#### [Required task]
Add 42 to every bounding-box coordinate in the answers, then write out all the lines of the items below again with the new values, keeping the wording of each item. Leave the pictures out.

Recorded data

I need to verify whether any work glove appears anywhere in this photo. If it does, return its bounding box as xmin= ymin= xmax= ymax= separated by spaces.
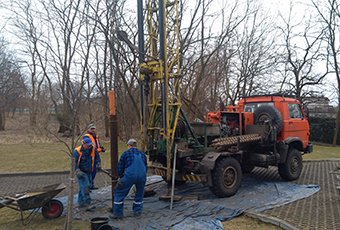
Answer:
xmin=76 ymin=169 xmax=85 ymax=179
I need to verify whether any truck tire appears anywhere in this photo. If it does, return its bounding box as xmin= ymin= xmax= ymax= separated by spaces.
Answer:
xmin=278 ymin=148 xmax=302 ymax=181
xmin=210 ymin=157 xmax=242 ymax=198
xmin=254 ymin=105 xmax=283 ymax=134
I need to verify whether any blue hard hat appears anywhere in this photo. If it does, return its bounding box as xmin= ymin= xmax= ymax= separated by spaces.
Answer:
xmin=82 ymin=136 xmax=93 ymax=146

#### [Correct result]
I need to verify whether any work glove appears anywhere in this photo. If it does, return its bounding box as xmin= ymin= xmax= ymax= separated by spaces.
Answer:
xmin=118 ymin=211 xmax=127 ymax=221
I need to verify whether any truck tire appears anywhere in this photo. If it does, return its bounding box as xmin= ymin= xmax= ymax= separated by spaces.
Answer:
xmin=320 ymin=190 xmax=344 ymax=223
xmin=252 ymin=199 xmax=284 ymax=240
xmin=296 ymin=147 xmax=325 ymax=176
I need to verify whether any blue hard hat appears anywhere in this photo. If it does, return its bounding box as xmin= ymin= xmax= ymax= separated by spaces.
Answer:
xmin=124 ymin=178 xmax=135 ymax=188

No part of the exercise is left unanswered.